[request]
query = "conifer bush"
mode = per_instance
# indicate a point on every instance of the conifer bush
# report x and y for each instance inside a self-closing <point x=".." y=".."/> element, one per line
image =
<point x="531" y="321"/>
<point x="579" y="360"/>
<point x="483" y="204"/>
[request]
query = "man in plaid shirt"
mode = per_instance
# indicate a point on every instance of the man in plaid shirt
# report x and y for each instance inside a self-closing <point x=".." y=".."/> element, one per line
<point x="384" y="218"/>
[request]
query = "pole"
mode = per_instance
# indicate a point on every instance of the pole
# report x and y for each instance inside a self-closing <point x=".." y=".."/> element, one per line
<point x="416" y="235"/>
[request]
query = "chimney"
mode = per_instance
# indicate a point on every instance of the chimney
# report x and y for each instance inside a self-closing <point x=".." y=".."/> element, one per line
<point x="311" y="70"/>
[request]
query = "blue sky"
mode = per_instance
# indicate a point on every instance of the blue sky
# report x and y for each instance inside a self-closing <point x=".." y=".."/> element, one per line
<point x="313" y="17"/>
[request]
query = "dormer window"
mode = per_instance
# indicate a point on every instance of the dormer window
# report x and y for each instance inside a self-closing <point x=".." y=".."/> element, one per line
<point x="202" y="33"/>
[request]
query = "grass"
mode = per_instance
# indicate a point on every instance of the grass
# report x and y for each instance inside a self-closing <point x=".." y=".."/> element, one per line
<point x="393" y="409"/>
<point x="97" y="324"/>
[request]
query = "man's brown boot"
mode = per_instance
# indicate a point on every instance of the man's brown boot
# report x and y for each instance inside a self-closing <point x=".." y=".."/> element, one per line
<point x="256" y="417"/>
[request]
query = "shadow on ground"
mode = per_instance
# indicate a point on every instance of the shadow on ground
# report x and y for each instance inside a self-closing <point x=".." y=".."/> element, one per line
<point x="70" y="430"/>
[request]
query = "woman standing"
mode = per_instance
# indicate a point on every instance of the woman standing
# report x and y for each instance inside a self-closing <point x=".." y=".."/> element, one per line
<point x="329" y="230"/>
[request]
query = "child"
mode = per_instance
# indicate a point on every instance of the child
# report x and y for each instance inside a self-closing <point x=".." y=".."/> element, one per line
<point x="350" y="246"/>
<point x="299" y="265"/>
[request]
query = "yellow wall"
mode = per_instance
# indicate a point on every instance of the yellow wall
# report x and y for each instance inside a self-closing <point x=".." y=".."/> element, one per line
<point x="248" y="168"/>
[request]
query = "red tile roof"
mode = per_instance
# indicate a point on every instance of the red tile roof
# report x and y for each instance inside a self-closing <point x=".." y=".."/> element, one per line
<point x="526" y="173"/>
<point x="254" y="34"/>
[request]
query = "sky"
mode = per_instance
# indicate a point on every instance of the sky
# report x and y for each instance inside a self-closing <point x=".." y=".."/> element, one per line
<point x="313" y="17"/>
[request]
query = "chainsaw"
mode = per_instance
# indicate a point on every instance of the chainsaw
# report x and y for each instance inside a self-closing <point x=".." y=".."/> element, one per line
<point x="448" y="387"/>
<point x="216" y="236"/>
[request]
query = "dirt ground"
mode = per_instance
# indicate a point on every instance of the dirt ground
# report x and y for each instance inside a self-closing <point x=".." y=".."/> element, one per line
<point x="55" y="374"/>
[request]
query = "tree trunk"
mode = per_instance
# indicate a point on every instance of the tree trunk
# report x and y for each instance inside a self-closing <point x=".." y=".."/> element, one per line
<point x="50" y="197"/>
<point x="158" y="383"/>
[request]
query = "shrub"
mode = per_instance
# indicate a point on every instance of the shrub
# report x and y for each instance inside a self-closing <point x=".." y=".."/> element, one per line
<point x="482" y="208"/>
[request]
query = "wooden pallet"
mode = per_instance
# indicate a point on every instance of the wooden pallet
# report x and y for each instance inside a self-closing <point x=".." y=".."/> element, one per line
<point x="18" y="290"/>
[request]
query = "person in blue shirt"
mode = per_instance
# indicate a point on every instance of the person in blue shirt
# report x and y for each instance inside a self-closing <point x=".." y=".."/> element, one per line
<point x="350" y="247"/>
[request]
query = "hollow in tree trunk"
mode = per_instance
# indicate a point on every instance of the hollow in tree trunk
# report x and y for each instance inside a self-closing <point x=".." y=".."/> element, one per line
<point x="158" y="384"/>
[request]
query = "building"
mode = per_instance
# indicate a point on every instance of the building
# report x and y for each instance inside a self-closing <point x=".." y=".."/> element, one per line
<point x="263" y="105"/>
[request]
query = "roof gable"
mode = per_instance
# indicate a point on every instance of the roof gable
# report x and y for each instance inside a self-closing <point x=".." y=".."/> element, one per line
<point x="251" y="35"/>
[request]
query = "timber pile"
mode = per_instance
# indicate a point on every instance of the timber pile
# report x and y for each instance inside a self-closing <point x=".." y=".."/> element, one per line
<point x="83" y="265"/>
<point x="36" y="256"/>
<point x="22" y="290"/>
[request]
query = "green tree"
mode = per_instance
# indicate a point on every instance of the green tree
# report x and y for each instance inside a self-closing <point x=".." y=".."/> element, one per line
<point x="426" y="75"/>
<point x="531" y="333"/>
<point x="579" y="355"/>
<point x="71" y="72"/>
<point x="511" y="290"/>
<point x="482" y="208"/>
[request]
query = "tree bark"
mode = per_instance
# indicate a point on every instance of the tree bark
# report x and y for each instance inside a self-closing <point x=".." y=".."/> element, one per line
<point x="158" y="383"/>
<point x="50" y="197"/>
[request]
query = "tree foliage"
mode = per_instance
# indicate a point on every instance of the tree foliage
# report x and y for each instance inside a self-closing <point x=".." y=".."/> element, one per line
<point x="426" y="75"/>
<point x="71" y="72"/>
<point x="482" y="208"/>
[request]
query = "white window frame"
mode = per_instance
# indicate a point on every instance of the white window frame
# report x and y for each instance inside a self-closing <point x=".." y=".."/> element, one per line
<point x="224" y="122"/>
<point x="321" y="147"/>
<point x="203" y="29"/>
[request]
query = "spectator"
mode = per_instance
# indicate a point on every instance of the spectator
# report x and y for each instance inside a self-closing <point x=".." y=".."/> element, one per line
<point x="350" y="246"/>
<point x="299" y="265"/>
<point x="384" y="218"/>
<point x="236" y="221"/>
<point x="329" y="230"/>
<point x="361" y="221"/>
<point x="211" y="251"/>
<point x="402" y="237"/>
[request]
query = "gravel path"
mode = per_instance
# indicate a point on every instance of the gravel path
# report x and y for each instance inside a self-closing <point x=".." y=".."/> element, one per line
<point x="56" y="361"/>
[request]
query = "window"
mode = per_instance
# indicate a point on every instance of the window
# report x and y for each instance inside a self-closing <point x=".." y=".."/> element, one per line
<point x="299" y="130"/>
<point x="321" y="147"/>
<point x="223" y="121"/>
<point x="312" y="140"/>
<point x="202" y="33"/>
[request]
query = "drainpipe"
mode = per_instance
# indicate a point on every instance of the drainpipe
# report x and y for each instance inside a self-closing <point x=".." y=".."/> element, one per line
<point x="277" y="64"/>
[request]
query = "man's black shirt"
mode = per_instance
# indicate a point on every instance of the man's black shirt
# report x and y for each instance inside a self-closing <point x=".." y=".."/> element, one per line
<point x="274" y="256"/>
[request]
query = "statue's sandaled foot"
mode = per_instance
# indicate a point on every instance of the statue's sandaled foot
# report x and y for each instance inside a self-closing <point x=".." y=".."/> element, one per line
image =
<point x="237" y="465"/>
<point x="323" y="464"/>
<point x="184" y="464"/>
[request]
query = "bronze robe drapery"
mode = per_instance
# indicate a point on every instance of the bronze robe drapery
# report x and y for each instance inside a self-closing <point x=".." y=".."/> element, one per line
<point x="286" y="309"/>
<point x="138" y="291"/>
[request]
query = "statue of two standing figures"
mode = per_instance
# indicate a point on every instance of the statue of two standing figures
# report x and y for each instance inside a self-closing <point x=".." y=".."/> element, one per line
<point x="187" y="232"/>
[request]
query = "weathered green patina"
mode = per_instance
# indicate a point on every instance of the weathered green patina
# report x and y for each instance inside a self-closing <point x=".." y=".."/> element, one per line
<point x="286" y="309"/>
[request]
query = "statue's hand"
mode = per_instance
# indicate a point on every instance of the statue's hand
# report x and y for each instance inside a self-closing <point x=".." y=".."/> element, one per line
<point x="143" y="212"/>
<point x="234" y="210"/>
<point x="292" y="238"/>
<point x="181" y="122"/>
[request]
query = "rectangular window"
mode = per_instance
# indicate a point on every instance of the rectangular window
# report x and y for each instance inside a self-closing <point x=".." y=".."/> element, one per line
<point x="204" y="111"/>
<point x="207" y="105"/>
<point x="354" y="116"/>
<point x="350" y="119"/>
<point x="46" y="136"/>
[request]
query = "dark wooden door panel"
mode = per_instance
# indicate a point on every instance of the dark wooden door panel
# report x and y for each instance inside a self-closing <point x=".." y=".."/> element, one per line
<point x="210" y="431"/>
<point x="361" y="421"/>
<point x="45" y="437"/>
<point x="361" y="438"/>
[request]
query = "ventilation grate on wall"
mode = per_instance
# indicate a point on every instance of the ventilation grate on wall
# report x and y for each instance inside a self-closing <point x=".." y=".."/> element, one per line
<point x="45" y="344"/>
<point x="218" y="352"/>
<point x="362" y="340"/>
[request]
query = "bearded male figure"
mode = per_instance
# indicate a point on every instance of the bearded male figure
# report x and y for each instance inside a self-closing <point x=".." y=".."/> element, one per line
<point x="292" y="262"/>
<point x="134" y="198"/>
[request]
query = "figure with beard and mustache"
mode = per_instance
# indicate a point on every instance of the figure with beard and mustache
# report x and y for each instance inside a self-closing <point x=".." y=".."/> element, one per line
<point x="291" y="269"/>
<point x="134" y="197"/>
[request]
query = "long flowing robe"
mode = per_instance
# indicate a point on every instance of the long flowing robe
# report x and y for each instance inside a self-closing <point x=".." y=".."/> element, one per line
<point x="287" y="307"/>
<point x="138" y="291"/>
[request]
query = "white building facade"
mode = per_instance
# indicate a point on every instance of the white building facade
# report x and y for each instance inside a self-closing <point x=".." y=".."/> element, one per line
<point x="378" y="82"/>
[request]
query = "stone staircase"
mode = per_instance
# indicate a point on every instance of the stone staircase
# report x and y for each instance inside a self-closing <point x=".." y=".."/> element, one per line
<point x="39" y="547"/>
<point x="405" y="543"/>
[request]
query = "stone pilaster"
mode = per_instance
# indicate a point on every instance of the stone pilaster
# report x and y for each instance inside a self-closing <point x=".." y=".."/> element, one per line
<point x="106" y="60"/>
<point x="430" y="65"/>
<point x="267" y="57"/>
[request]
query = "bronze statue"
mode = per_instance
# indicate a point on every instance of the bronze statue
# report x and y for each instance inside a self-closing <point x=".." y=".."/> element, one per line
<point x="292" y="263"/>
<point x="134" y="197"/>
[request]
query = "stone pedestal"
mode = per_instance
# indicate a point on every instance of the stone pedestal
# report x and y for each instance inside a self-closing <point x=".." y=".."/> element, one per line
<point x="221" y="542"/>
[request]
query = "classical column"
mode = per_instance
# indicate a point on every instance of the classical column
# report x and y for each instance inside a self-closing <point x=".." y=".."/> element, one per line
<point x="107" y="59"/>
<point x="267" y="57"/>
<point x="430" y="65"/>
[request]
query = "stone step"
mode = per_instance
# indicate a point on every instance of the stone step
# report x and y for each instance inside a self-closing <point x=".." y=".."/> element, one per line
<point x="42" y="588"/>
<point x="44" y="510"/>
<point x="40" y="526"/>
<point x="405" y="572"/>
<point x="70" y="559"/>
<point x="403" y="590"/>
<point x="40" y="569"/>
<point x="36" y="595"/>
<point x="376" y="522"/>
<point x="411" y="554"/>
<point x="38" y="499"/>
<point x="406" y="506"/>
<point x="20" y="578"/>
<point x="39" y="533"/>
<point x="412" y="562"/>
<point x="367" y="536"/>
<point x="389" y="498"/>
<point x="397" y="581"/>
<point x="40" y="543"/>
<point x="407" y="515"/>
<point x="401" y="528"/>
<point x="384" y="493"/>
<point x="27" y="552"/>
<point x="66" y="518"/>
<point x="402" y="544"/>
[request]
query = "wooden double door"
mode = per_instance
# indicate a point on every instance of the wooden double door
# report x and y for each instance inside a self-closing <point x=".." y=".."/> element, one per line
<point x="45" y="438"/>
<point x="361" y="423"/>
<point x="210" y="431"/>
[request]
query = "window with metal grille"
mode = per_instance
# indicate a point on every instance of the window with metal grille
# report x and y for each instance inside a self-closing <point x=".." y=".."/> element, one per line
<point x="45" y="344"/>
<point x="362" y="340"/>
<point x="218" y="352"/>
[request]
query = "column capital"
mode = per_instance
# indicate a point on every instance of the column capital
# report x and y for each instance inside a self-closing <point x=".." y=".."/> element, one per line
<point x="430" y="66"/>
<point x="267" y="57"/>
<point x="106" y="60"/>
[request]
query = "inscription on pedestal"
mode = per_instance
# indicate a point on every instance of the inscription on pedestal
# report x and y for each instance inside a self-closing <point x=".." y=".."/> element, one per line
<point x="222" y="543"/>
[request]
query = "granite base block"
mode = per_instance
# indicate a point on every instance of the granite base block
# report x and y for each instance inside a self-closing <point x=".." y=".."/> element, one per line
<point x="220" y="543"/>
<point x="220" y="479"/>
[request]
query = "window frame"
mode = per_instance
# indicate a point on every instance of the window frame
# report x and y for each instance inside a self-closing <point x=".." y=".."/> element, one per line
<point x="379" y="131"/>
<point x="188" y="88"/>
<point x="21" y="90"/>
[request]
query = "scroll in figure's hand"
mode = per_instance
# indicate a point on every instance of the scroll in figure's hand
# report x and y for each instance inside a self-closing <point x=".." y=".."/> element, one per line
# # # # # # #
Exercise
Gather every line of the records that contains the string "foot", matching case exactly.

Exercise result
query = "statue's sandaled foot"
# indicate a point on every instance of the statue's sandaled foot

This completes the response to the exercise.